Goal - Leave out the pictures and copy every record exactly.

Available records -

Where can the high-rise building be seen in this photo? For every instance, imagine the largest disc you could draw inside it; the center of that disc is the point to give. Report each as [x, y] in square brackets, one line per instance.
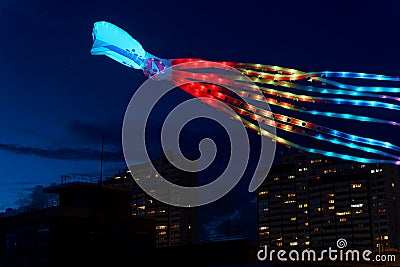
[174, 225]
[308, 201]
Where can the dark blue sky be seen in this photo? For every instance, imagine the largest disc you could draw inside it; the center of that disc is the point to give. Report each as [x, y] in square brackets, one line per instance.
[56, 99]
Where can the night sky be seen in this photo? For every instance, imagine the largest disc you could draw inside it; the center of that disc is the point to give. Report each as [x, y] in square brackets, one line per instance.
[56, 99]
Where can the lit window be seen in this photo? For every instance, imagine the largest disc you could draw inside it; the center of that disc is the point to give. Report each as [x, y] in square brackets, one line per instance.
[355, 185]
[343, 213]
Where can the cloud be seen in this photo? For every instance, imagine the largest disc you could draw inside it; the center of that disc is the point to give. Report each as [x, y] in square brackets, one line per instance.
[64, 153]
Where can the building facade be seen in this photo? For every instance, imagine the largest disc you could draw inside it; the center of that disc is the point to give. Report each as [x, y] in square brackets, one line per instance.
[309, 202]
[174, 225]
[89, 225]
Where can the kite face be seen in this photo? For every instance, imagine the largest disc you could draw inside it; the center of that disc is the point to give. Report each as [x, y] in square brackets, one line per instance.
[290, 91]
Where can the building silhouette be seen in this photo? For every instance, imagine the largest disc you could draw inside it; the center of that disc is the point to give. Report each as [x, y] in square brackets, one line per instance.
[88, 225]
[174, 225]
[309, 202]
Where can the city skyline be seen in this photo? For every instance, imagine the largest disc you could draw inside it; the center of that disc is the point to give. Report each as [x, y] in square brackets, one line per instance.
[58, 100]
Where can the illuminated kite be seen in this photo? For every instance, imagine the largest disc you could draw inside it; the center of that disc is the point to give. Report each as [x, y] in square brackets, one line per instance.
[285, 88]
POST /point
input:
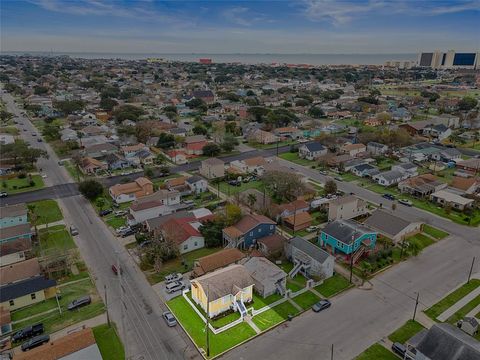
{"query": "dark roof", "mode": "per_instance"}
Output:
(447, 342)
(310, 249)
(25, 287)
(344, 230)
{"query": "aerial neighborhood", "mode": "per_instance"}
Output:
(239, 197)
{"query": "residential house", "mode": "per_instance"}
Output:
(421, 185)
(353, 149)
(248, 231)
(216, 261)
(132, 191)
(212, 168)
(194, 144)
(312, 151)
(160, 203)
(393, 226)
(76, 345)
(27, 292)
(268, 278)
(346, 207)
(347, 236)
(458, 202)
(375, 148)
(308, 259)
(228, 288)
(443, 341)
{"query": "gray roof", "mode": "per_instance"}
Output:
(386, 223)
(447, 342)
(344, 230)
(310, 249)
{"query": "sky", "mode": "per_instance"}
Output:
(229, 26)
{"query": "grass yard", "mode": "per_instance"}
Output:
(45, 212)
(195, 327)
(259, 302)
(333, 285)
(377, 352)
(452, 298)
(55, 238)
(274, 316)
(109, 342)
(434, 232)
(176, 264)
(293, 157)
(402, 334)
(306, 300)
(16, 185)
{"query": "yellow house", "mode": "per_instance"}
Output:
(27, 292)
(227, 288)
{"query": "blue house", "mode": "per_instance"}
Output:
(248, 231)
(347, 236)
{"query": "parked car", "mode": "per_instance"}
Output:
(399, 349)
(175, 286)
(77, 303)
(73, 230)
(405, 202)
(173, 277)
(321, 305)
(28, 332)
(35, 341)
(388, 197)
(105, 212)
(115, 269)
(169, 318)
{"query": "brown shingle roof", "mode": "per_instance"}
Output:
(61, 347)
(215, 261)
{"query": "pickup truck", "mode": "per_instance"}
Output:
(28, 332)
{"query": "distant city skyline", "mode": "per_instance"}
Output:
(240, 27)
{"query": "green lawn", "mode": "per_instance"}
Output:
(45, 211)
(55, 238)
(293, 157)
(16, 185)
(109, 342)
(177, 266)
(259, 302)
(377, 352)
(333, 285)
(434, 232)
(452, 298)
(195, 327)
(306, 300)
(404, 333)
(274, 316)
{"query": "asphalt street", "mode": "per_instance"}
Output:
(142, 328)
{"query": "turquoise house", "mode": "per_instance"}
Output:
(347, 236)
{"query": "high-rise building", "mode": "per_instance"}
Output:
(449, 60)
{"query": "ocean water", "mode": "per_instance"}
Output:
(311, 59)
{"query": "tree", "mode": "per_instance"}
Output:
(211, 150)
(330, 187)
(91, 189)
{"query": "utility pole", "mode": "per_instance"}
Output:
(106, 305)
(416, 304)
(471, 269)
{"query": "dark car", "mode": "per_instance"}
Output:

The reply -
Where can the high-rise building be seen in this photo? For every instance, imagine the largest disc you could draw inside it; the center of that disc is the point to give. Report each as [x, y] in square brackets, one line per instance.
[174, 225]
[308, 201]
Where can the dark blue sky be seen in this photo? For every instance, imagine the largest disc you could draw inside it; the center of that disc is the point to give. Report each as [x, y] in square brackets, one line per instance.
[56, 99]
Where can the night sky be seen in this photo? For every instance, imagine the largest disc you could draw inside it; the center of that disc is the point to give. Report each as [x, y] in square brackets, one line per instance.
[56, 99]
Where can the lit window be seen in this photo? For every instance, imagine the largest disc you could draw inside it; the center of that disc is the point to give. Report each as [x, y] in square brackets, one line per instance.
[355, 185]
[343, 213]
Where can the cloud be seen in this photo? For every instance, imagine the largest disc you could draw inside it; the center of that disc is the point to give. Report each as [x, y] in square brackets, one line per instance.
[64, 153]
Where can the building facade be seen in this photo? For every instance, imagine the largest disc you could draw inside it; the center of that disc is the point to give. Report each as [x, y] in square brackets, one line per instance.
[309, 202]
[174, 225]
[89, 225]
Where can the kite face be seen in this photo? For every instance, imagine the largest disc you could draw inside it; the center of that disc is the point to give. Report each as [x, y] in square brackets, one line per instance.
[290, 91]
Where can the building silhouette be seen in this photo? For every instance, imagine the largest disc you could draw inside it; the center of that disc is the point to give. Report each as [x, y] in square brackets, one line per instance.
[88, 225]
[174, 225]
[309, 202]
Where can the city skyline be seen in this photo? For every instance, imagine the largest disc you could draw inside it; the center of that disc is the point to give. Report each as [x, y] in square brackets, one line per instance.
[58, 100]
Where can the illuminated kite be seen in this photo? For every instance, imagine the largest disc you could draw inside it; the center of that disc is the point to give. Report each as [x, y] in square brackets, one line per instance.
[285, 88]
POST /point
input:
{"query": "dark roof", "mode": "per_instance"}
Output:
(447, 342)
(310, 249)
(25, 287)
(344, 230)
{"query": "aerial neighborhood", "mode": "per_instance"}
Output:
(239, 197)
{"query": "residential house", "mode": "per_instance"}
Output:
(421, 185)
(353, 149)
(248, 231)
(216, 261)
(132, 191)
(212, 168)
(194, 144)
(312, 151)
(160, 203)
(393, 226)
(76, 345)
(27, 292)
(268, 278)
(346, 207)
(347, 236)
(458, 202)
(375, 148)
(308, 259)
(228, 288)
(443, 341)
{"query": "gray roof", "mode": "per_instance"}
Output:
(386, 223)
(447, 342)
(344, 230)
(310, 249)
{"query": "sky", "mode": "per_instance"}
Output:
(229, 26)
{"query": "grass yard", "mode": "per_instance"}
Output:
(45, 212)
(195, 327)
(259, 302)
(333, 285)
(377, 352)
(452, 298)
(55, 238)
(274, 316)
(109, 342)
(434, 232)
(176, 264)
(293, 157)
(402, 334)
(306, 300)
(16, 185)
{"query": "yellow house", "mode": "per_instance"}
Output:
(27, 292)
(227, 288)
{"query": "blue house", "mode": "per_instance"}
Output:
(248, 231)
(347, 236)
{"query": "parked car", "mode": "per_instance"}
Output:
(399, 349)
(175, 286)
(77, 303)
(73, 230)
(405, 202)
(173, 277)
(321, 305)
(28, 332)
(35, 341)
(388, 197)
(105, 212)
(115, 269)
(169, 318)
{"query": "brown shingle roof", "mode": "per_instance"}
Output:
(61, 347)
(215, 261)
{"query": "pickup truck", "mode": "per_instance"}
Output:
(28, 332)
{"query": "distant city skyline", "mode": "per_instance"}
Output:
(240, 27)
{"query": "green lawn", "mode": "per_instance"}
Output:
(45, 211)
(55, 238)
(293, 157)
(16, 185)
(109, 342)
(177, 266)
(259, 302)
(377, 352)
(333, 285)
(434, 232)
(452, 298)
(195, 327)
(306, 300)
(404, 333)
(274, 316)
{"query": "asphalt street", "mode": "per_instance"}
Output:
(142, 328)
{"query": "turquoise house", "mode": "per_instance"}
Output:
(347, 236)
{"query": "high-rise building", "mode": "per_instance"}
Output:
(449, 60)
{"query": "ocean water", "mode": "per_instance"}
Output:
(311, 59)
{"query": "tree", "mode": "per_instance"}
Output:
(211, 150)
(330, 187)
(91, 189)
{"query": "utility pole", "mode": "per_instance"}
Output:
(106, 305)
(416, 304)
(471, 269)
{"query": "dark car", "mode": "per_instance"}
Output:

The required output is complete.